### GIVEN REQUEST
Rewrite the data below, replacing every "Result" with "Output" and leaving everything else unchanged.

********

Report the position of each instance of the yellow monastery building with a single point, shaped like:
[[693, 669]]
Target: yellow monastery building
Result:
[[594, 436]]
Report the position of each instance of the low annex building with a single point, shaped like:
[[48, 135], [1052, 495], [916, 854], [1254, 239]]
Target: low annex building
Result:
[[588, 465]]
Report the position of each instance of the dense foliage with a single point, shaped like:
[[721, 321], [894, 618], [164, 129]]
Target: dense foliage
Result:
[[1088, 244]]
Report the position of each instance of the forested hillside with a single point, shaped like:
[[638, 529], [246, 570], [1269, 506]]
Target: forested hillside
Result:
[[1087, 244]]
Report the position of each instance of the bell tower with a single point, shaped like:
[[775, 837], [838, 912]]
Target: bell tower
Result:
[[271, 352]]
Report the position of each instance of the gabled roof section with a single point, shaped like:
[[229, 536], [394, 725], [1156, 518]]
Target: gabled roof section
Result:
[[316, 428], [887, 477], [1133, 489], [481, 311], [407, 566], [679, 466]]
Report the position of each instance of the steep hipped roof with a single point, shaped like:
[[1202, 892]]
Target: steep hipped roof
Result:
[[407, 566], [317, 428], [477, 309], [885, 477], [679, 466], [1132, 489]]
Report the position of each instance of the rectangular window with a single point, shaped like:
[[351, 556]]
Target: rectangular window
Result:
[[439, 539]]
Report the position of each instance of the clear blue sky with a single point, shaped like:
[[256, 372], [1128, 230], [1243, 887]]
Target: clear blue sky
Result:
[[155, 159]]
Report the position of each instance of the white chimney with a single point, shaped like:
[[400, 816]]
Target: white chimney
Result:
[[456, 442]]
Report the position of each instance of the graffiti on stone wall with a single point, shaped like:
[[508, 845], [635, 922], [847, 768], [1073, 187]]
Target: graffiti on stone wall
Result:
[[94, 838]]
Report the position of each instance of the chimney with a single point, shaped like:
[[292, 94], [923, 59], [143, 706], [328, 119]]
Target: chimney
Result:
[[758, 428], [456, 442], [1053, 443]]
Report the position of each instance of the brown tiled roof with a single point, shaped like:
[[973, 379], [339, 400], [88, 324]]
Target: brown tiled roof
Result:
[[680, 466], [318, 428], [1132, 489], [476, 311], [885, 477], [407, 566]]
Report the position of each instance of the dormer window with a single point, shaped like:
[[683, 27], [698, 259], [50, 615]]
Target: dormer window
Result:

********

### ANSWER BELOW
Report the position of each instance of the yellow monastery building with a single point, shaped like:
[[693, 669]]
Target: yellow monastery building
Output:
[[594, 436]]
Report the position of each instance of the low annex building with a single point, shaped like:
[[48, 135], [1052, 495], [916, 854], [1254, 239]]
Target: low annex building
Output:
[[588, 465]]
Report the position of each instance of the dense foliage with a single point, shaped like:
[[721, 321], [894, 618], [164, 129]]
Target: dense foliage
Output:
[[1088, 244]]
Report the position of each instance of the forested hillside with a single point, shaped like:
[[638, 529], [246, 570], [1269, 506]]
Target: forested hillside
Output:
[[1087, 244]]
Report the position of each instance of the bell tower with a single point, shaped like:
[[775, 837], [838, 912]]
Target: bell tower
Output:
[[271, 352]]
Report the position of each instance of the gabled roof section with a single point, shaped like:
[[229, 536], [394, 725], [1156, 518]]
Target: gabled roof section
Output:
[[316, 428], [887, 477], [1133, 489], [481, 311], [407, 566], [679, 466]]
Report the position of each instance of the steep hipped roof with a single point, shaped like:
[[1202, 892]]
Target: steep hipped roof
Output:
[[407, 566], [317, 428], [477, 309], [885, 477], [679, 466], [1132, 489]]
Report the position of each instance of the rectangular window with a single point, shaped like:
[[351, 556]]
Target: rectangular window
Output:
[[439, 539]]
Report the position of each instance of the clear blue sky with a single point, shaped like:
[[256, 372], [1128, 230], [1243, 887]]
Target: clear blue sky
Output:
[[155, 159]]
Report the position of each instance of the white chimney with a single point, shaped like:
[[400, 816]]
Target: white chimney
Output:
[[456, 442]]
Report the position of each instance of the graffiti on stone wall with a single point, shaped like:
[[508, 845], [635, 922], [847, 768], [1073, 187]]
Target: graffiti on stone wall
Output:
[[94, 838]]
Report the position of each instance of the chimney with a single point, shaped like:
[[292, 94], [923, 59], [143, 706], [328, 119]]
Target: chimney
Output:
[[758, 428], [456, 442], [1053, 443]]
Report the position of each instance of the brown tiled roof with a single point, shaped like:
[[973, 379], [339, 400], [88, 324]]
Target: brown tiled roof
Output:
[[680, 466], [318, 428], [1132, 489], [476, 311], [885, 477], [407, 566]]
Report the position of each instance of the dormer window with a single point, shaped like:
[[683, 27], [698, 259], [50, 615]]
Target: dormer window
Output:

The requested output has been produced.